— What to produce —
Omit all images. Write out the rest of the material exactly.

— Entries —
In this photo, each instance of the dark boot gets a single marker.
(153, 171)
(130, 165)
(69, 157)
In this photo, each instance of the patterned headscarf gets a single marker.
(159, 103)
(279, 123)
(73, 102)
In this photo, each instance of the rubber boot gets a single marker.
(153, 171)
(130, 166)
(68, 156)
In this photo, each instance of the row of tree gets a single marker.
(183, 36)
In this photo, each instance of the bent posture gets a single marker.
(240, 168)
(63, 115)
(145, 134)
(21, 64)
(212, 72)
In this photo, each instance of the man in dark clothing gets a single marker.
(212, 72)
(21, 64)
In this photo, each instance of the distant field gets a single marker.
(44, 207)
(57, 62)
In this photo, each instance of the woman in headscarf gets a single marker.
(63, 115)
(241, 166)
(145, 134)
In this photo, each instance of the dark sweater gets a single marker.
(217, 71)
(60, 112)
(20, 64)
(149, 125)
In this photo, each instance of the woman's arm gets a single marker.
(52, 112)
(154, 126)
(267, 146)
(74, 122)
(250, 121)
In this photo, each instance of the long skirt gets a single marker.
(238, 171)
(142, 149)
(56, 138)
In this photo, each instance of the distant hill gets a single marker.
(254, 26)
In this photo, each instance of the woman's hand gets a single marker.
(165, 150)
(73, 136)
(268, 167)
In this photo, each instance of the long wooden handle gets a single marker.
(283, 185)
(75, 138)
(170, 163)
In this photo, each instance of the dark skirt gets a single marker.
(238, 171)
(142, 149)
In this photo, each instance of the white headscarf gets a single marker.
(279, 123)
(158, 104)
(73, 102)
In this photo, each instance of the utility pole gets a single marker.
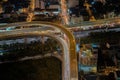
(92, 18)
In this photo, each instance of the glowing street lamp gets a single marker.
(64, 12)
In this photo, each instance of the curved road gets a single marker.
(72, 73)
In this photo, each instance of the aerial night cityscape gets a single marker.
(59, 39)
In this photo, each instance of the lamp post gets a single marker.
(64, 12)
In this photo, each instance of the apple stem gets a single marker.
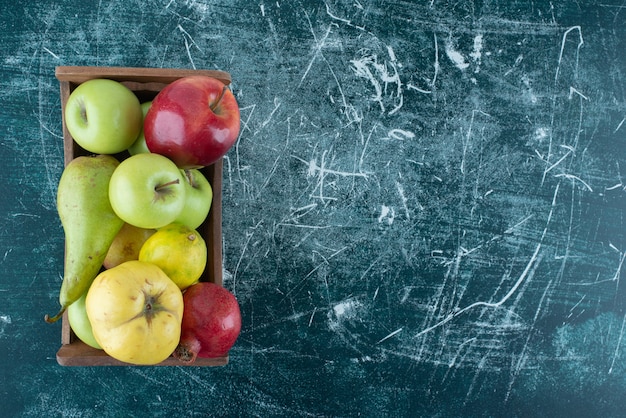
(190, 177)
(169, 183)
(219, 99)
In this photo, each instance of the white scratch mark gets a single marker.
(399, 330)
(404, 200)
(312, 315)
(619, 343)
(400, 134)
(387, 214)
(619, 125)
(497, 304)
(573, 177)
(187, 38)
(51, 53)
(573, 91)
(456, 57)
(580, 44)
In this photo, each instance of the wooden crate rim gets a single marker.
(74, 352)
(80, 74)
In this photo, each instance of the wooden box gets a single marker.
(145, 83)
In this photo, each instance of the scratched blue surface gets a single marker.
(424, 213)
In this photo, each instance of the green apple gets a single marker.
(139, 146)
(79, 322)
(103, 116)
(198, 199)
(126, 245)
(147, 191)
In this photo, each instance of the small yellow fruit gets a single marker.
(135, 312)
(179, 251)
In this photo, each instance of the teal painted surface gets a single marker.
(424, 214)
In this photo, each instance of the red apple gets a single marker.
(193, 121)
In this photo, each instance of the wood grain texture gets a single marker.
(423, 214)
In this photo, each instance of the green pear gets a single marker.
(88, 221)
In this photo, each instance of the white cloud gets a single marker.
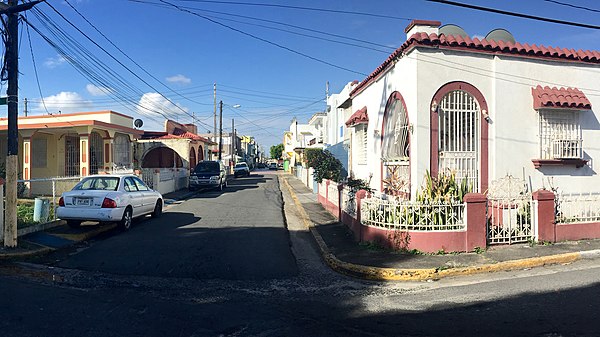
(53, 62)
(179, 79)
(95, 90)
(155, 105)
(65, 102)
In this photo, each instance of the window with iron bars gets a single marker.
(361, 141)
(560, 135)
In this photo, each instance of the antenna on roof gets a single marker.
(500, 34)
(451, 29)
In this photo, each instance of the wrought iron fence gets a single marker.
(510, 220)
(571, 208)
(349, 201)
(412, 216)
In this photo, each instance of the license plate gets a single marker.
(83, 201)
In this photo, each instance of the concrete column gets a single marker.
(84, 154)
(108, 154)
(26, 158)
(545, 215)
(476, 221)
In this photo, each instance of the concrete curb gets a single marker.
(88, 234)
(392, 274)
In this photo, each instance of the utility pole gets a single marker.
(215, 110)
(11, 10)
(220, 129)
(232, 141)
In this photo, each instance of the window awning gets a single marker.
(559, 98)
(359, 117)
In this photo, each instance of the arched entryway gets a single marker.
(459, 134)
(161, 157)
(395, 149)
(192, 158)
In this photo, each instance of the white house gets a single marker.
(483, 108)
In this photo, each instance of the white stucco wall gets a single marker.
(505, 82)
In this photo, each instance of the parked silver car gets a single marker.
(108, 198)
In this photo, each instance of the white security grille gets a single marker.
(510, 212)
(577, 208)
(96, 153)
(459, 136)
(560, 135)
(71, 156)
(402, 215)
(121, 149)
(361, 140)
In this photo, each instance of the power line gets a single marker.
(573, 6)
(264, 40)
(519, 15)
(315, 9)
(119, 62)
(284, 30)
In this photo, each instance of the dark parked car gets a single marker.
(241, 169)
(208, 174)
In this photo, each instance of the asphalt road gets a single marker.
(234, 275)
(235, 234)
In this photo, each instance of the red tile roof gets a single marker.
(443, 41)
(569, 98)
(359, 117)
(186, 135)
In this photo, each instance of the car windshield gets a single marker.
(98, 183)
(207, 167)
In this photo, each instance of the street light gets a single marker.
(221, 128)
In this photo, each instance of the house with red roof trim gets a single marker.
(481, 108)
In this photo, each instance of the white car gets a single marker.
(109, 198)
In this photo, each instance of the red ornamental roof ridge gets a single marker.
(562, 98)
(456, 42)
(359, 117)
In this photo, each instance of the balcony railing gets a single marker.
(567, 148)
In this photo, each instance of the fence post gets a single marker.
(476, 221)
(1, 210)
(360, 195)
(545, 215)
(340, 200)
(156, 179)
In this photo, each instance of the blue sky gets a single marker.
(182, 54)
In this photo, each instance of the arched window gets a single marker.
(122, 150)
(192, 158)
(459, 134)
(396, 147)
(96, 153)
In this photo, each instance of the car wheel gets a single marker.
(125, 222)
(157, 209)
(74, 223)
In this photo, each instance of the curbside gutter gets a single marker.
(392, 274)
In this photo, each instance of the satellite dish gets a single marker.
(451, 29)
(500, 34)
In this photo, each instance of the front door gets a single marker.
(458, 137)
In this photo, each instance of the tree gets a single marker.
(326, 166)
(277, 151)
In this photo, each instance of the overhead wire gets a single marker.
(264, 40)
(121, 63)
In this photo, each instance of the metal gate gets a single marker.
(510, 212)
(459, 136)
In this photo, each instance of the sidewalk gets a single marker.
(345, 255)
(44, 241)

— Reply to the task —
In this photo, each instance of the dark boot gets a single marker.
(153, 171)
(130, 165)
(69, 157)
In this photo, each instance of the patterned headscarf gets a single marker.
(159, 103)
(279, 123)
(73, 102)
In this photo, each instance of the rubber boot gets a single marker.
(153, 171)
(130, 166)
(68, 156)
In this photo, each instance of the row of tree gets a single marker.
(183, 36)
In this photo, each instance of the bent posture gets a single marker.
(240, 168)
(63, 115)
(145, 134)
(21, 64)
(212, 72)
In this photo, each instance of the man in dark clothing gets a single marker.
(212, 72)
(21, 64)
In this photo, each instance of the distant field gets a single marker.
(44, 207)
(57, 62)
In this photo, each instance of the woman in headscarf gets a single marker.
(63, 115)
(241, 166)
(145, 134)
In this photo, each instance of the dark sweater gets a single marker.
(217, 71)
(60, 112)
(20, 64)
(149, 125)
In this photo, each instance of the woman's arm gets a single marker.
(52, 112)
(154, 126)
(267, 146)
(74, 122)
(250, 121)
In this photo, each instance of the long skirt gets a single marker.
(238, 171)
(142, 149)
(56, 138)
In this photo, each instance of the distant hill gets a single marker.
(254, 26)
In this photo, each instance of the woman's hand gets a single marker.
(165, 150)
(73, 136)
(268, 167)
In this photo, each instance of the long wooden handle gets a single marker.
(283, 185)
(75, 138)
(170, 163)
In this photo, each instance of the dark skirt gets a single marker.
(238, 171)
(142, 149)
In this photo, each instance of the white headscarf gets a single marker.
(279, 123)
(158, 104)
(73, 102)
In this photo, each instance of the utility pole gets a single marker.
(92, 18)
In this photo, each instance of the glowing street lamp gets a single marker.
(64, 12)
In this photo, each instance of the curved road gets a single marker.
(72, 73)
In this photo, each instance of the aerial night cityscape gets a single marker.
(59, 39)
In this photo, each instance of the lamp post gets a single marker.
(64, 12)
In this photo, each instance of the apple stem gets a single marker.
(190, 177)
(169, 183)
(219, 99)
In this photo, each instance of the white scratch mark gets a single marker.
(399, 330)
(404, 200)
(312, 315)
(619, 343)
(400, 134)
(387, 214)
(619, 125)
(497, 304)
(573, 177)
(187, 38)
(51, 53)
(573, 91)
(456, 57)
(580, 44)
In this photo, each instance of the wooden crate rim gets a single marker.
(74, 352)
(80, 74)
In this photo, each instance of the wooden box gets a single marker.
(145, 83)
In this photo, each instance of the scratched blue surface gets a single marker.
(424, 213)
In this photo, each instance of the green apple gets a single marker.
(139, 146)
(79, 322)
(103, 116)
(198, 199)
(126, 245)
(147, 191)
In this photo, each instance of the small yellow fruit gets a single marker.
(135, 312)
(179, 251)
In this photo, each instance of the teal painted surface gets a single marker.
(424, 214)
In this photo, each instance of the red apple gets a single marker.
(193, 121)
In this photo, each instance of the wood grain texture gets a single marker.
(423, 214)
In this photo, each instance of the green pear gets a single marker.
(88, 221)
In this photo, each instance of the white cloud gets a single marker.
(53, 62)
(179, 79)
(95, 90)
(155, 105)
(65, 102)
In this photo, each instance of the window with iron bars gets a single marker.
(361, 141)
(560, 135)
In this photo, each instance of the antenna on roof gets a single marker.
(500, 34)
(451, 29)
In this photo, each instance of the wrought iron fence gets a single marker.
(510, 220)
(571, 208)
(349, 201)
(412, 216)
In this photo, each instance of the license plate gets a single marker.
(83, 201)
In this photo, each instance of the concrete column gets a single marker.
(84, 154)
(108, 154)
(26, 158)
(545, 215)
(476, 221)
In this photo, each instance of the concrete curb gets a single marker.
(88, 234)
(392, 274)
In this photo, each instance of the utility pole gets a single marker.
(215, 110)
(11, 10)
(220, 129)
(232, 141)
In this photo, each instance of the window awning gets a single marker.
(559, 98)
(359, 117)
In this photo, each instance of the arched entryway gets a single marker.
(459, 134)
(161, 157)
(395, 149)
(192, 158)
In this photo, each instance of the white house gets a single marker.
(483, 108)
In this photo, each instance of the white stucco wall gets a single marker.
(505, 82)
In this photo, each instance of the parked silver car gets a single marker.
(108, 198)
In this photo, each instance of the white security grille gets a single marker.
(510, 212)
(577, 208)
(96, 153)
(459, 136)
(560, 135)
(71, 156)
(402, 215)
(121, 149)
(361, 140)
In this photo, each instance of the power line gets a single marker.
(573, 6)
(264, 40)
(519, 15)
(315, 9)
(119, 62)
(284, 30)
In this photo, each instance of the dark parked car gets a single marker.
(241, 169)
(208, 174)
In this photo, each instance of the asphalt road gets a single marker.
(234, 275)
(235, 234)
In this photo, each instance of the red tile roof gets a single marker.
(443, 41)
(569, 98)
(359, 117)
(186, 135)
In this photo, each instance of the car windshield gets a single marker.
(98, 183)
(207, 167)
In this photo, each instance of the street light gets a single marker.
(221, 128)
In this photo, each instance of the house with red roof trim gets a single marker.
(481, 108)
In this photo, each instance of the white car gets a single marker.
(109, 198)
In this photo, each instance of the red ornamental roof ridge gets a single marker.
(562, 98)
(456, 42)
(359, 117)
In this photo, each instance of the balcony railing gets a single marker.
(567, 148)
In this photo, each instance of the fence post gets a single marker.
(476, 221)
(1, 210)
(360, 195)
(545, 215)
(340, 200)
(156, 179)
In this photo, each instance of the blue sky gets a single marker.
(182, 54)
In this photo, each instance of the arched window gets a single marker.
(122, 150)
(192, 158)
(459, 134)
(396, 147)
(96, 153)
In this photo, each instance of the car wheel gets a single marker.
(125, 222)
(157, 209)
(74, 223)
In this photo, each instance of the curbside gutter gets a single marker.
(392, 274)
In this photo, each instance of the satellite dish gets a single marker.
(451, 29)
(500, 34)
In this photo, each instance of the front door gets a single marker.
(458, 137)
In this photo, each instance of the tree gets a single marker.
(326, 166)
(277, 151)
In this photo, each instance of the overhead wire gets a single marker.
(264, 40)
(121, 63)
In this photo, each instance of the metal gate gets a single marker.
(510, 212)
(459, 136)
In this photo, each instance of the sidewalk gets a single marker.
(345, 255)
(44, 241)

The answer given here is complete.